▶ _WHAT THIS TASK INVOLVES_:
Put the span that opens with the line containing "Spot wall mounted monitor." and closes with the line containing "[281,89,359,246]", both of those lines included, into a Markdown table with the columns No. and Line. Number the lines in order, leave out any blank lines, and include nothing outside that span.

___ THE INPUT

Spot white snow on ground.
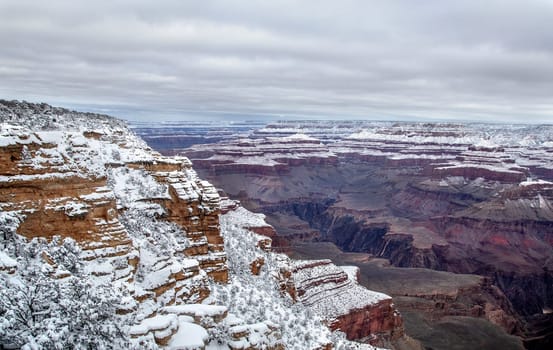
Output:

______
___ THE INPUT

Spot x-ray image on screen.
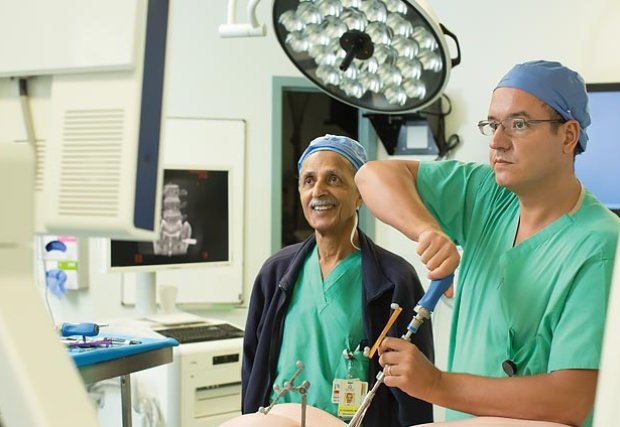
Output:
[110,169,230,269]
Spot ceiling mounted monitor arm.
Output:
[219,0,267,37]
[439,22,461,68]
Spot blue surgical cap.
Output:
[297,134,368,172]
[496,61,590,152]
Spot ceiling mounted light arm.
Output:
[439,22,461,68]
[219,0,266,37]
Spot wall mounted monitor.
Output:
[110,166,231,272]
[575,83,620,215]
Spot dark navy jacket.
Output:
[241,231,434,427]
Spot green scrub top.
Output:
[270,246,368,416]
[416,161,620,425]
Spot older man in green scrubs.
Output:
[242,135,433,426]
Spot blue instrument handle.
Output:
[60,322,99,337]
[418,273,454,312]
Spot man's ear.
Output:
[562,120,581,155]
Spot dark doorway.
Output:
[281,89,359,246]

______

▶ _TASK RESULT_:
| No. | Line |
|---|---|
| 1 | Spot wall mounted monitor. |
| 2 | Output: |
| 3 | [110,166,231,272] |
| 4 | [575,83,620,215] |
| 5 | Spot dark navy jacket. |
| 6 | Output: |
| 7 | [241,231,434,427] |
| 8 | Spot green scrub top. |
| 9 | Output: |
| 10 | [270,246,368,416] |
| 11 | [416,161,620,425] |
| 12 | Spot older man in green scrubs. |
| 13 | Output: |
| 14 | [242,135,433,426] |
| 15 | Spot blue instrument handle. |
| 16 | Output: |
| 17 | [60,322,99,337] |
| 18 | [418,273,454,312] |
| 19 | Spot man's ear. |
| 20 | Output: |
| 21 | [562,120,581,155] |
| 22 | Spot dark doorway. |
| 23 | Output: |
| 24 | [281,89,359,246] |